╭──

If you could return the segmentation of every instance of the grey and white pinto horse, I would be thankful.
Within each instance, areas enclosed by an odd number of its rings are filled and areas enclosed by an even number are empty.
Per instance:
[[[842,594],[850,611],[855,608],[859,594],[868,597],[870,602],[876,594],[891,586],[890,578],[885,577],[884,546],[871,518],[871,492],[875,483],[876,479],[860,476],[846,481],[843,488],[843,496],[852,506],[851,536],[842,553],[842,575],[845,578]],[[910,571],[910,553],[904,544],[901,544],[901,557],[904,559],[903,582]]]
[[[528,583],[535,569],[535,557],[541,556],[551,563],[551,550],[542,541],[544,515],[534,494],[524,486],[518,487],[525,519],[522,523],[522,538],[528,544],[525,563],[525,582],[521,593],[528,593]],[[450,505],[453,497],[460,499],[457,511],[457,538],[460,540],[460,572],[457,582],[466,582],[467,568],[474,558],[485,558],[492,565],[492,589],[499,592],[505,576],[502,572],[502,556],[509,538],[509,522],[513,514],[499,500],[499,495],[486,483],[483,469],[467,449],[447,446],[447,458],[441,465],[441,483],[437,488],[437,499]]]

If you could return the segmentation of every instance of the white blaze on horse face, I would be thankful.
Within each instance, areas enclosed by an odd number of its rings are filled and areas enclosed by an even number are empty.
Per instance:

╰──

### [Brief]
Go through the lines above and copy any that contain "horse".

### [Completed exercise]
If you could return the segmentation of every instance of the grey and white pinto horse, I would be thankful.
If you could return the segmentation of every instance of the white blaze on horse face, I would be thankful.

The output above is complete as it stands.